Dataset records Block Start

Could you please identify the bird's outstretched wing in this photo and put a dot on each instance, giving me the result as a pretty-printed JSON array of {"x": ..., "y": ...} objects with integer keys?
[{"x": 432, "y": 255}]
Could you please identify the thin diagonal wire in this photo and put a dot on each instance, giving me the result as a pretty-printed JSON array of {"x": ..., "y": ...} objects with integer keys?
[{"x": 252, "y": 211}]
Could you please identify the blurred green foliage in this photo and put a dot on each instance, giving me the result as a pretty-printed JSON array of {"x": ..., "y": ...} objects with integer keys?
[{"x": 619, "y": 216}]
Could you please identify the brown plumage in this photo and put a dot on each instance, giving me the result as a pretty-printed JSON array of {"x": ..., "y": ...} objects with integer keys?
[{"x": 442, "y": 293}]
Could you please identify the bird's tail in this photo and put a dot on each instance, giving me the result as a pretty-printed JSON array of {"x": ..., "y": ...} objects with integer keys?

Dataset records Block End

- [Work instructions] Every line above has to be restated word for word.

- [Solution to this problem]
Could you please identify the bird's outstretched wing in this photo and put a dot on each instance, giving me the result as a pretty-printed JSON array of {"x": ..., "y": ...} objects with integer keys?
[{"x": 432, "y": 255}]
Could you please identify the thin diagonal wire in this photo and put a dot on each instance, giving me the result as a pretty-printed JSON array of {"x": ..., "y": ...} objects with integer keys?
[{"x": 252, "y": 211}]
Could you please identify the blurred green foliage in this photo and put a dot on each instance, giving me the result as a pretty-printed JSON array of {"x": ..., "y": ...} objects with integer keys?
[{"x": 619, "y": 216}]
Could you please identify the brown plumage in this photo and put a dot on each instance, giving me the result as a pretty-printed JSON array of {"x": ..., "y": ...} objects with integer keys?
[{"x": 442, "y": 293}]
Could you please identify the bird's tail in this photo and put a dot on each instance, giving me the result as a pretty-printed JSON array of {"x": ..., "y": ...} objects with integer keys?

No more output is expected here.